■ Excerpt:
= = = =

List:Commits« Previous MessageNext Message »
From:Ole John Aske Date:March 17 2011 3:08pm
Subject:Re: bzr commit into mysql-trunk branch (roy.lyseng:3348) Bug#11822517
View as plain text  
On 03/17/11 03:54 PM, Guilhem Bichot wrote:
> Hello Roy,
>

This refactoring task will interfere with commited fixes for bug#58225 / bug#41740
which currently are being reviewed. (For Fuchia)

I would prefer if this refactoring is put on hold until these fixes has been
reviewed & pushed - else the review will likely have to be redone :-(

Ole John

> Looks good, but I'm still nit-picking:
>
> Roy Lyseng a écrit, Le 15.03.2011 14:14:
>> #At file:///home/rl136806/mysql/repo/mysql-work5/ based on
> revid:roy.lyseng@stripped
>>
>> 3348 Roy Lyseng 2011-03-15
>> Bug#11822517: Refactor call interface of choose_plan()
>> The main purposes of this patch is
>> 1. Make the interface of choose_plan() and greedy_search() simpler.
>> 2. Prepare for a simpler test for dependencies when doing
>> semi join materialization together with outer join (WL#5561).

= = = =

■ Information shown:
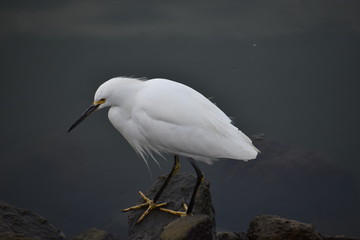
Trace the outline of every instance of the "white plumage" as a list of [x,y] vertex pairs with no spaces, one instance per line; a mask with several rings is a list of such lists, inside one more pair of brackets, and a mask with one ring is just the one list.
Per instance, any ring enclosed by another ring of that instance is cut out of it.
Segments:
[[181,83],[117,77],[98,88],[96,103],[110,107],[110,122],[144,159],[170,153],[211,164],[259,152],[223,111]]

= = = =

■ Objective 1: In the commit-review reply, why does Ole John want the refactoring task put on hold?
■ Objective 2: In the commit-review reply, rewrite the part that opens with the words containing "From:Ole John Aske D" and closes with "reviewed. (For Fuchia)", replacing "refactoring" with "restructuring" throughout.

■ Correct output 1: The refactoring would interfere with committed fixes for bug#58225 / bug#41740, which are currently under review. If it is not held until those fixes are reviewed and pushed, their review will likely have to be redone.

■ Correct output 2:
From:Ole John Aske Date:March 17 2011 3:08pm
Subject:Re: bzr commit into mysql-trunk branch (roy.lyseng:3348) Bug#11822517
View as plain text  
On 03/17/11 03:54 PM, Guilhem Bichot wrote:
> Hello Roy,
>

This restructuring task will interfere with commited fixes for bug#58225 / bug#41740
which currently are being reviewed. (For Fuchia)